(Pointing rows)
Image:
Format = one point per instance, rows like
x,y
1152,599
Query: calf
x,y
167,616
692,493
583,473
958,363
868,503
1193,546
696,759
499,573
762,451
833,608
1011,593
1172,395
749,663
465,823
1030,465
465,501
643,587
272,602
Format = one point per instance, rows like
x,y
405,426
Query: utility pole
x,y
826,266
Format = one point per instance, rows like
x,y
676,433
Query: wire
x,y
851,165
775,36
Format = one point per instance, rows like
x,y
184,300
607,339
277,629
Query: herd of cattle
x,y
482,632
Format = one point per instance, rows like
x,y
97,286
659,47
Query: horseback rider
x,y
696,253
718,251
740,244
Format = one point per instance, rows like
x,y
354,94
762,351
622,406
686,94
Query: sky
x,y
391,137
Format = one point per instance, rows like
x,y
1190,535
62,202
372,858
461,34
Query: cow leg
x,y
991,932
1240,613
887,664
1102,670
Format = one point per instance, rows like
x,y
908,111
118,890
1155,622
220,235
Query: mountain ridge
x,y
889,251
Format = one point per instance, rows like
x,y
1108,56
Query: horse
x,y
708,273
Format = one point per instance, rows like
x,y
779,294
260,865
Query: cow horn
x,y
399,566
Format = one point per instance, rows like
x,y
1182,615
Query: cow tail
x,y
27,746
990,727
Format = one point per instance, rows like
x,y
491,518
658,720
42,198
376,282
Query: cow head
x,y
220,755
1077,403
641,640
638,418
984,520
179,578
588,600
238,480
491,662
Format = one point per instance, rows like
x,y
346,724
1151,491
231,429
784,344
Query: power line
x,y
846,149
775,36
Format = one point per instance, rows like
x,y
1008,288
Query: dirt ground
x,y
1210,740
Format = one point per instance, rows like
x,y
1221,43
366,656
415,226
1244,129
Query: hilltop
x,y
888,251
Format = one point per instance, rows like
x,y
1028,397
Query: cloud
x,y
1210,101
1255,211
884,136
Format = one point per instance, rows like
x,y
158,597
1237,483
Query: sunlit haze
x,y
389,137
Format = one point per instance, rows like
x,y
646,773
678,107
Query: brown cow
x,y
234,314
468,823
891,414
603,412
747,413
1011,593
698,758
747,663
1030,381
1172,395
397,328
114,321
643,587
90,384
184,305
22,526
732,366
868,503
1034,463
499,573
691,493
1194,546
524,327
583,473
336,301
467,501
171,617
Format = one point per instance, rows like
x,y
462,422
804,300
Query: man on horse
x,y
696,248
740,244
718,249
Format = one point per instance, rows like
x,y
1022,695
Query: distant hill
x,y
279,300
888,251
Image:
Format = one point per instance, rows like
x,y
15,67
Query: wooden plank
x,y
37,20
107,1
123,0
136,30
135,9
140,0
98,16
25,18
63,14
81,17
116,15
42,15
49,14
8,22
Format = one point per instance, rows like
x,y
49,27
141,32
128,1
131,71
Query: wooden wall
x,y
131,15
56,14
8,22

◆ THE EXERCISE:
List every line in the rows above that contains the string "wooden", matching case exactly.

◆ TASK SOLUTION:
Query: wooden plank
Query: wooden wall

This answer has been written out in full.